**PROVIDED DATA:**
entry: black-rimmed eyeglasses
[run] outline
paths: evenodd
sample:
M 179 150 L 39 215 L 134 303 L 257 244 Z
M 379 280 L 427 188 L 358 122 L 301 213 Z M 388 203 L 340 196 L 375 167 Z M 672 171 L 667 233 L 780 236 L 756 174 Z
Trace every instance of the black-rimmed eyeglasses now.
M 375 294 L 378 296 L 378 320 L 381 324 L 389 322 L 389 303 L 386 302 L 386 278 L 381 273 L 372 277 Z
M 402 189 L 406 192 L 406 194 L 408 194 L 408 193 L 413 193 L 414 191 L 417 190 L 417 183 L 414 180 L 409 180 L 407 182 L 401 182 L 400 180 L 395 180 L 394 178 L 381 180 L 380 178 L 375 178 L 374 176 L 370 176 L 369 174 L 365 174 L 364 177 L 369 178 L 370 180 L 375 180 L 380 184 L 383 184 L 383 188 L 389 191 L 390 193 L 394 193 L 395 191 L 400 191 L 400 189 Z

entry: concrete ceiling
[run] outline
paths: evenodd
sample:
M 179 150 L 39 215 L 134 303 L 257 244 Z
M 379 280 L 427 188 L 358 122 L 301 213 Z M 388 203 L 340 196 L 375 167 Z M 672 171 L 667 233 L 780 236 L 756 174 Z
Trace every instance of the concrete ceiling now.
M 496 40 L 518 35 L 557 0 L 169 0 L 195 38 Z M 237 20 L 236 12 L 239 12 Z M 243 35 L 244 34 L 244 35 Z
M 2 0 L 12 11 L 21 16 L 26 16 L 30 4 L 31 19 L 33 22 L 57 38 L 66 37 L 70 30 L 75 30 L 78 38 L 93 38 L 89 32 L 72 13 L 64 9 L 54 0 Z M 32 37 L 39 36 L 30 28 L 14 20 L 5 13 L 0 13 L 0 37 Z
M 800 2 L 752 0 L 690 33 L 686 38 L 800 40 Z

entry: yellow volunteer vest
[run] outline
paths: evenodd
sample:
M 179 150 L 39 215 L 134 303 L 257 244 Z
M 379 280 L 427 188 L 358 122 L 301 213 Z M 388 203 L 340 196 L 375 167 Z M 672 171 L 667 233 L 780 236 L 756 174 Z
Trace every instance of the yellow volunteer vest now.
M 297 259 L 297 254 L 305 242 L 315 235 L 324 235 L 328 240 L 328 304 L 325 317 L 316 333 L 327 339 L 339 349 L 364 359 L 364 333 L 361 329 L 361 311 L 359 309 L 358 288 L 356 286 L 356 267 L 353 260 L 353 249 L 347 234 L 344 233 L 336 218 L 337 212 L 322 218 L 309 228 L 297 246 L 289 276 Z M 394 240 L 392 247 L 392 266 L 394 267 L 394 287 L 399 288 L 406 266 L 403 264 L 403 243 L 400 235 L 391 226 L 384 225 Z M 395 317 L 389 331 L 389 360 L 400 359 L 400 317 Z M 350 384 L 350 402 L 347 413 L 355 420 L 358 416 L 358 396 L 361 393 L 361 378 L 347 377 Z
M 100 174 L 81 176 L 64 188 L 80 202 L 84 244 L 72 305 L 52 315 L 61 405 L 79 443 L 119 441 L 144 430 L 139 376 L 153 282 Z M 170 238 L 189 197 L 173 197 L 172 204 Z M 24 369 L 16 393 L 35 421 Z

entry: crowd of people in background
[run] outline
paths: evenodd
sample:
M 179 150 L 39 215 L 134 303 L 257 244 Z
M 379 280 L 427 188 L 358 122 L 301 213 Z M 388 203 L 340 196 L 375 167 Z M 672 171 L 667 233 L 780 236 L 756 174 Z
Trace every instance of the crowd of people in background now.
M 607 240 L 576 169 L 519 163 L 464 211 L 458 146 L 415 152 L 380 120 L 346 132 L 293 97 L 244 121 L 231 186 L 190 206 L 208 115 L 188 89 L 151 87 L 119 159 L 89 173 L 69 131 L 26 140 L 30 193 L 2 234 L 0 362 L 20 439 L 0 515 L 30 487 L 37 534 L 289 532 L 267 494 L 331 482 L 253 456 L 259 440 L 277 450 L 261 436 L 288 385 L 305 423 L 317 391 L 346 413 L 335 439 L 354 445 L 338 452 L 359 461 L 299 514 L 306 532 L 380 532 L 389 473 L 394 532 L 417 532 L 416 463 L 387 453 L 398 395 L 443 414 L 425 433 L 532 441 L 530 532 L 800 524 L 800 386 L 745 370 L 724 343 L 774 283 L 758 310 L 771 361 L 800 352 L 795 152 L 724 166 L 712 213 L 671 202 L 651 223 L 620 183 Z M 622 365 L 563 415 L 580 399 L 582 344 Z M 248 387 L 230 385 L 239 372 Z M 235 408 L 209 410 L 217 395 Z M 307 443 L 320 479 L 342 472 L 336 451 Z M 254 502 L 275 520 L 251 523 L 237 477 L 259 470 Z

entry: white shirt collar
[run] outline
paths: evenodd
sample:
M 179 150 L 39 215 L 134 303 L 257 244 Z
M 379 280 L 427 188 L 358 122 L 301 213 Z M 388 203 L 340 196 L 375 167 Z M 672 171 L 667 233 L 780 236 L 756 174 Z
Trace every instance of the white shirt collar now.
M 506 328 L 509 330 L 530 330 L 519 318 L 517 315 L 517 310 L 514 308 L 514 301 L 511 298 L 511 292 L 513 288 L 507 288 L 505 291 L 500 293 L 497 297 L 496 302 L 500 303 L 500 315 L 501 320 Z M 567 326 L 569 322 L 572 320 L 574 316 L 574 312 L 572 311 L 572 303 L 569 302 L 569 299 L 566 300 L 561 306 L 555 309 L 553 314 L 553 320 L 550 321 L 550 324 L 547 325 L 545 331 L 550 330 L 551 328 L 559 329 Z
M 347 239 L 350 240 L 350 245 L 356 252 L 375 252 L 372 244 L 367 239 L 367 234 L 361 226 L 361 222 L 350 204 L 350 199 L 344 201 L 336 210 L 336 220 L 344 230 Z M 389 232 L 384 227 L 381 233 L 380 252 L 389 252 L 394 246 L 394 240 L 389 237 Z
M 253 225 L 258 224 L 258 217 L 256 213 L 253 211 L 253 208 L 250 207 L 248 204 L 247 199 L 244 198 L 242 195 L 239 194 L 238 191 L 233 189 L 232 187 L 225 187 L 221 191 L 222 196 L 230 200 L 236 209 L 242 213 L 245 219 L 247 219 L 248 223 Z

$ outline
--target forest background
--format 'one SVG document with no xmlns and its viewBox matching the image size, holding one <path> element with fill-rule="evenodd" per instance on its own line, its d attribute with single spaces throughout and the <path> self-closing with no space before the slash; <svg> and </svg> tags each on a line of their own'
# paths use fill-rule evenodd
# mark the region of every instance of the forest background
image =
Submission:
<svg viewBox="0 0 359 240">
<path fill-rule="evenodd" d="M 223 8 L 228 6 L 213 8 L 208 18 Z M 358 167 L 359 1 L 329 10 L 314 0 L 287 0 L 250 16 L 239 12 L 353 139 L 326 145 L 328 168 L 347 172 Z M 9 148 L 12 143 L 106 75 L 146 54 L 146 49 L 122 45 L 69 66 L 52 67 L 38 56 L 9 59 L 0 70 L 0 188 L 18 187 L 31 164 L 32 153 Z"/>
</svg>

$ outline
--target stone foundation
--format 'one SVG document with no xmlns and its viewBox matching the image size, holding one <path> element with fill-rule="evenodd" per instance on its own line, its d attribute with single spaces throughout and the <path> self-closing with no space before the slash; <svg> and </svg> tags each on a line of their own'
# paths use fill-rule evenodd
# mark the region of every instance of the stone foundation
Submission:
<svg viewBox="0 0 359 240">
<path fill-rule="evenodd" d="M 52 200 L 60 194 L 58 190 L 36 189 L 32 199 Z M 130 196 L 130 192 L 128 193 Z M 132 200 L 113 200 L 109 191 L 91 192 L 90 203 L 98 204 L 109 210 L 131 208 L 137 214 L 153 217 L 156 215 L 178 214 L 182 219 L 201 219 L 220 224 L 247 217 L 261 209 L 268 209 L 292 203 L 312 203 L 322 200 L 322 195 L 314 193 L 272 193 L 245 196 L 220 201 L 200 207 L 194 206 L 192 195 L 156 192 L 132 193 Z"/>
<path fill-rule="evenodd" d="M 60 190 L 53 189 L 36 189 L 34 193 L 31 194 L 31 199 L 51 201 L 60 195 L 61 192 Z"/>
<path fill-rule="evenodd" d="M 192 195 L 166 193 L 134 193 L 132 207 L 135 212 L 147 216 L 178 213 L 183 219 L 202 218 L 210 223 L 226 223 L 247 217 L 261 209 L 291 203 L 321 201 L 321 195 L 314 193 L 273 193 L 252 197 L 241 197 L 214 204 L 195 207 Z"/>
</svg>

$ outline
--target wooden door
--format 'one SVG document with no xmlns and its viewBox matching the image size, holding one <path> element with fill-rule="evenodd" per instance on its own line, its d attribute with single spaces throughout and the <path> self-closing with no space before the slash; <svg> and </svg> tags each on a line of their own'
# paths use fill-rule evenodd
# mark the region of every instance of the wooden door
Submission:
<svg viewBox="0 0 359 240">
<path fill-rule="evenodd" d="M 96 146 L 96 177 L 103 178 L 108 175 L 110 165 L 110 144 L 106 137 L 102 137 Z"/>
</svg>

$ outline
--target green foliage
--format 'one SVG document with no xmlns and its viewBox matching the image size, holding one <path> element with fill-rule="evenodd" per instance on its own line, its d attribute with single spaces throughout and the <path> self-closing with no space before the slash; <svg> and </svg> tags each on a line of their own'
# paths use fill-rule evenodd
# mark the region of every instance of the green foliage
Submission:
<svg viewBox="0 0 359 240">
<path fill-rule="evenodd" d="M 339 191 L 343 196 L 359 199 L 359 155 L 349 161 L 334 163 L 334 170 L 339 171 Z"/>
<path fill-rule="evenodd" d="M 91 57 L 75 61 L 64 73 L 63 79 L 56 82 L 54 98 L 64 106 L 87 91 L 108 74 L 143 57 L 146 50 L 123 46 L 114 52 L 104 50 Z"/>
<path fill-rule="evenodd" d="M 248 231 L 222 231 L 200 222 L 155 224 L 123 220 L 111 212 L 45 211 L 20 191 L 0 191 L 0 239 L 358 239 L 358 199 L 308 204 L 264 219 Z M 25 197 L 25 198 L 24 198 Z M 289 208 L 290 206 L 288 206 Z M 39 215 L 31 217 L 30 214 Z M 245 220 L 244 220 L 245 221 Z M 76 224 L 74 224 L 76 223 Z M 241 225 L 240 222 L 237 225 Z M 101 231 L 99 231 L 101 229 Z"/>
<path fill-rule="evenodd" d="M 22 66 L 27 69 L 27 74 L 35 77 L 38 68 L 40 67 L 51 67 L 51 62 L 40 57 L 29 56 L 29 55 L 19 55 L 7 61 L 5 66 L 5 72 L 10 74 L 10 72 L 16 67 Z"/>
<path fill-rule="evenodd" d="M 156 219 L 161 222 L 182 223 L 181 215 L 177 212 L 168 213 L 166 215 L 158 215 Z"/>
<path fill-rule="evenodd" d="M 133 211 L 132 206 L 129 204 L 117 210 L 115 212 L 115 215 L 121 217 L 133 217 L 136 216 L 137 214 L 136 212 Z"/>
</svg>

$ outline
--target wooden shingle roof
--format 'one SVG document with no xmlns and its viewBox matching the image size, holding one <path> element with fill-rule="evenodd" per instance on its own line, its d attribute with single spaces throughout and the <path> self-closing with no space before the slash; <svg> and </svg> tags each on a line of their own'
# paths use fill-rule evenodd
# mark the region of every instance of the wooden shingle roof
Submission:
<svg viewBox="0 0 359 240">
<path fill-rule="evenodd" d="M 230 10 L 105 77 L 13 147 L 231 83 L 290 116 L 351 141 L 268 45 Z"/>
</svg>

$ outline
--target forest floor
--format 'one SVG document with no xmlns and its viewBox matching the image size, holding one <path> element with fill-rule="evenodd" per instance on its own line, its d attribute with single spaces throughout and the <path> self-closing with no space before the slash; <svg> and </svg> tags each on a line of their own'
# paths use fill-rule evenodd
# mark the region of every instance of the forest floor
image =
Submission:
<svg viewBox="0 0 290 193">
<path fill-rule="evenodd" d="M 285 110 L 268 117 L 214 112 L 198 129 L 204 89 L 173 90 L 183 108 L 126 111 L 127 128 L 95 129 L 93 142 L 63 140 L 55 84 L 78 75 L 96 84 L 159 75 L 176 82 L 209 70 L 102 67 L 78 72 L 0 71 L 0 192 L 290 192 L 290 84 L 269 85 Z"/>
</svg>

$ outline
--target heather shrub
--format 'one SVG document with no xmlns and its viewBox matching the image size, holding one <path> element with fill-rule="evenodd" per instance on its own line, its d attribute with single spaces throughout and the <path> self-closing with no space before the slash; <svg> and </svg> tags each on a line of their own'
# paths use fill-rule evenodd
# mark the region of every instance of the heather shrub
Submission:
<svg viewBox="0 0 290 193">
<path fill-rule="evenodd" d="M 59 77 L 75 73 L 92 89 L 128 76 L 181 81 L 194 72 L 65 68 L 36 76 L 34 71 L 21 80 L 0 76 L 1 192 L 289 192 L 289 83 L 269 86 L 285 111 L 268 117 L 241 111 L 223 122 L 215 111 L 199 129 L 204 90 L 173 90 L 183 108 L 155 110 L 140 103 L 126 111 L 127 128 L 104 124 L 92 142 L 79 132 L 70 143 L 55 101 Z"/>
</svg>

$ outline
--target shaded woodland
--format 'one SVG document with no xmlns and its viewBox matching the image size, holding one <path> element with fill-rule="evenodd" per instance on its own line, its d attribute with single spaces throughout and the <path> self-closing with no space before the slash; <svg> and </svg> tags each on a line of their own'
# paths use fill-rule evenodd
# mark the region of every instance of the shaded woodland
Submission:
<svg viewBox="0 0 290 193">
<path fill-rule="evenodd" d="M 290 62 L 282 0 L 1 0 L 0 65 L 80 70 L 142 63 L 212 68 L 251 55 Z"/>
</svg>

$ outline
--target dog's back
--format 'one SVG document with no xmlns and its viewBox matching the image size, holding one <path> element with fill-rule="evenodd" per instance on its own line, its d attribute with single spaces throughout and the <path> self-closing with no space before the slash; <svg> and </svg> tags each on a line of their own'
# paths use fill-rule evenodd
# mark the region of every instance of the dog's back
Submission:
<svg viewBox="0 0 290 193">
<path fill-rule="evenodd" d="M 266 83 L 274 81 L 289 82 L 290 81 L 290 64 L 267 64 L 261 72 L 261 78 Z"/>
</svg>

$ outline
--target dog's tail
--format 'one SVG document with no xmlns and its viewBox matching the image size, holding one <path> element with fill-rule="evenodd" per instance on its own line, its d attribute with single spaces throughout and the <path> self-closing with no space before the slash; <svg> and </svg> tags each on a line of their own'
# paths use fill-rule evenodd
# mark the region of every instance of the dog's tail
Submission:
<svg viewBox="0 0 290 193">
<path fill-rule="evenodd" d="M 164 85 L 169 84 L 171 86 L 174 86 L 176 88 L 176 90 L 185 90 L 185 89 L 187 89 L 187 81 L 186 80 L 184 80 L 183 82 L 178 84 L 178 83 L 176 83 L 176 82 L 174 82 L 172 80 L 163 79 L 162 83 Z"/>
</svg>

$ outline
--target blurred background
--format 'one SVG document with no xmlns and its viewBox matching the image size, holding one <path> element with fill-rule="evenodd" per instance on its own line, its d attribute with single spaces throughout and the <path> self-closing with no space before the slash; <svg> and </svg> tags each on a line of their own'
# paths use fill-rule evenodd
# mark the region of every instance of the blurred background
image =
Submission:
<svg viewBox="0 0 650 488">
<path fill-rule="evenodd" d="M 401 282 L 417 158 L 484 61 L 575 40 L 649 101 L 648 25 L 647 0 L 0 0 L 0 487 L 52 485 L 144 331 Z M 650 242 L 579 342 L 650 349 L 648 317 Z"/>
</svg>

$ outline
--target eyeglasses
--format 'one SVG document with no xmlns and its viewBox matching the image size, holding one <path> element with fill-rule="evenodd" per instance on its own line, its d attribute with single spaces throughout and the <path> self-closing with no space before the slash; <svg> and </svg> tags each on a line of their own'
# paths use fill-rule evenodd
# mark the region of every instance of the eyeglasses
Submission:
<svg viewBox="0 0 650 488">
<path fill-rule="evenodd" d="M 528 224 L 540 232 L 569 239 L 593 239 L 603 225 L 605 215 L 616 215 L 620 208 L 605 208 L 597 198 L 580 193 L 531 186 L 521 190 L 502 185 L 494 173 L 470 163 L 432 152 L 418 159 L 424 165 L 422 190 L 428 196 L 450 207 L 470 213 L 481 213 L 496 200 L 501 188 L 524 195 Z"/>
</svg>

**EXERCISE DESCRIPTION:**
Whenever the string "heather" appears on a line of the material, that line counts; report the count and nothing else.

**FINISHED TASK:**
2